◆ **Quoted text**:
■ ■ ■ ■

We think that the notion of value-sensitive design is highly relevant to a better understanding of what is required in the context of designing for trust. Value-sensitive design (see Van den Hoven and Manders-Huits (2009) for an introduction) refers to an approach to ethics or dealing with value issues that aims firstly at expressing or incorporating values in technological and engineering design and, secondly, at analyzing technology in such a way as to show which values it expresses. This assumes that human values, norms, and moral considerations can be imparted to the things we make and use. The idea of value-sensitive design originates historically from three more or less independent lines of inquiry. The first is given by work done in the early 1990s by a group of Stanford University researchers dealing with Language, Computation, and IT, comprising Terry Winograd, Batya Friedman (who coined the term), and John Perry (Friedman 1997). This work showed that software and computer systems could easily come to contain biases, arbitrary assumptions, and the peculiar worldviews of their designers, which could then affect users in various ways. Research on biases in search technology and interfaces is a good example of their work. A second line concerns legal scholars who, at around the same time, observed that regulation in society was taking place by means of computer code and software. Code started to function as law and laws would in the future literally be encoded, as Joel Reidenberg and Larry Lessig pointed out (see Lessing 1999, for this approach). Thirdly, advocates of so-called privacy enhancing technology at the Dutch and Canadian Data Protection Offices observed that technology itself, instead of traditional law, was probably the only way in which we could deal with privacy compliance and law enforcement issues given the increasing amount of dynamic privacy laws and regulations and the vast amount of data that are processed in our society (Borking and Raab 2001). They emphasized that privacy should be protected “by design.” It is impossible to have lawyers check manually whether certain data practices are in breach or in compliance with the law. The software would in the long run have to take care of that on our behalf, and not only in the area of privacy.
These three developments are situated against a more general background of thinking about the value-ladenness of technology. In his 1980 political critique of technology, Winner (1980) showed that simple engineering structures (such as bridges and overpasses) could actually have political and moral consequences because they constrained the people using them. And in cognitive psychology, a new way of thinking emerged about the way technical systems immediately invite and facilitate certain behavior in those who experience them (Gibson 1979; Norman 1988).
Design for values requires that values are specified and exemplified. Reconstructed moral value concepts, e.g., democracy, justice, responsibility, privacy, may function as high-level architectural principles for the design of information systems and IT applications. These principles can be utilized as non-functional requirements, analyzed in lower level values, and eventually specified in functional specifications for the development of IT applications using, for instance, functional decomposition.
In this paper, we are looking at trust between organizational entities, whereas much research is concerned with trust relationships between individuals. In this latter research, the design perspective is emphatically taken into account. Bicchieri and Lev-On (2010) argue, for example, on the basis of extensive laboratory research and meta-analyses of trust games that communication preceding game play is highly relevant for establishing trust between players. They also find that the nature and richness of the communication channel is important, as is the content of the communication, e.g., is it dyadic or multi-actor, or is it about the strategic interaction or about completely different things. If these findings are also significant for establishing trust between organizational entities, then the design of interfaces for IT tools establishing e-trust becomes extremely important. Furthermore, designers are then faced with questions such as: which information about reputations, history, and identity should be made available; how much of this information should be made available; and when, i.e., in which phases of the usages of the tool, should this be done. Moreover, the question of how information should be presented must also be posed. “These design decisions can push subjects toward or away from trust and cooperation” (Bicchieri and Lev-On 2010).

■ ■ ■ ■

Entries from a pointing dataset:
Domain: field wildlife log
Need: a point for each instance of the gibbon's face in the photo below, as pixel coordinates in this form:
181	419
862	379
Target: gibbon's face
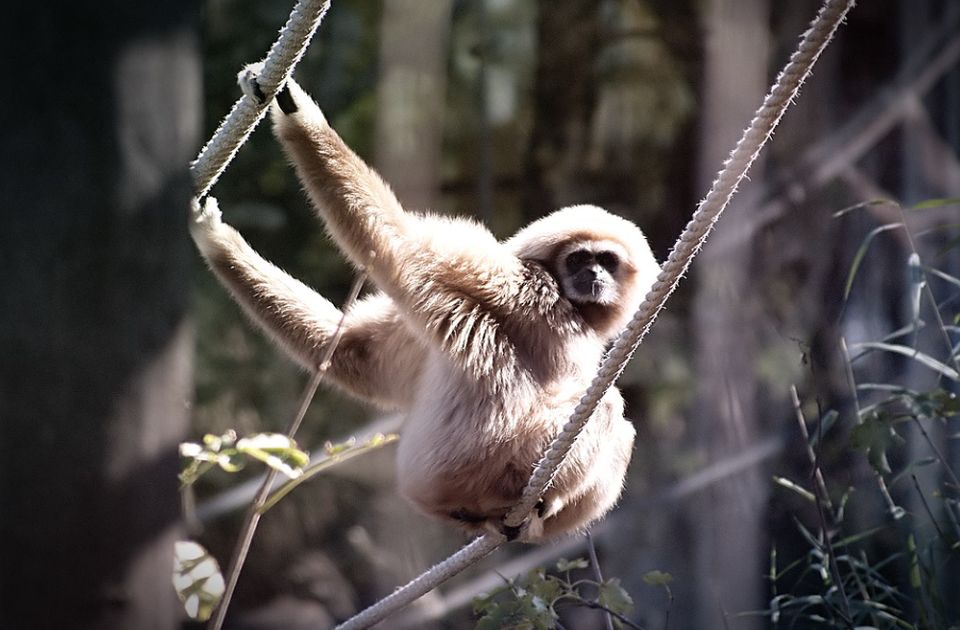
591	272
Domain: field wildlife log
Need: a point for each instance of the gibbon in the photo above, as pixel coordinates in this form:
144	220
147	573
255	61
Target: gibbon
485	346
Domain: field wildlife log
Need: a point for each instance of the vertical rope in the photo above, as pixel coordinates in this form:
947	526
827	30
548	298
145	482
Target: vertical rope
784	90
233	131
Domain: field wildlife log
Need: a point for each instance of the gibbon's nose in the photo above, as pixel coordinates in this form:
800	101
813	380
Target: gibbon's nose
586	282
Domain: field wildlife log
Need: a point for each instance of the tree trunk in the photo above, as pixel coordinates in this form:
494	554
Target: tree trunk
727	519
413	72
95	350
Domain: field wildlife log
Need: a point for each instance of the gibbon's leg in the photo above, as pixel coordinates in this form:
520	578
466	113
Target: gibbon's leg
373	343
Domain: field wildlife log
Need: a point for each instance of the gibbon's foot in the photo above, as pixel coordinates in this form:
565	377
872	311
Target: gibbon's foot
466	516
510	531
247	79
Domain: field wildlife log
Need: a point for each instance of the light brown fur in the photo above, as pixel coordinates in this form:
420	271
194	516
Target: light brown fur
474	339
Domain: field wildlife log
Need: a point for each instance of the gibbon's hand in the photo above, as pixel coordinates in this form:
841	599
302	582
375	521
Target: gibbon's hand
206	218
249	85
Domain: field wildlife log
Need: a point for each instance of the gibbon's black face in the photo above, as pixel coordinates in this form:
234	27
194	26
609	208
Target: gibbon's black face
589	273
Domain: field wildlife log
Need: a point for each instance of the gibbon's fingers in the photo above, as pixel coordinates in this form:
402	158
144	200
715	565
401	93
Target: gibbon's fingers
249	84
298	318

■ ■ ■ ■

◆ **Your goal**: Reproduce the passage on value-sensitive design from "These three developments" down to "1979; Norman 1988).", substituting "underpasses" for "overpasses". The records are separate material, distinct from the passage on value-sensitive design.

◆ **Solution to the problem**:
These three developments are situated against a more general background of thinking about the value-ladenness of technology. In his 1980 political critique of technology, Winner (1980) showed that simple engineering structures (such as bridges and underpasses) could actually have political and moral consequences because they constrained the people using them. And in cognitive psychology, a new way of thinking emerged about the way technical systems immediately invite and facilitate certain behavior in those who experience them (Gibson 1979; Norman 1988).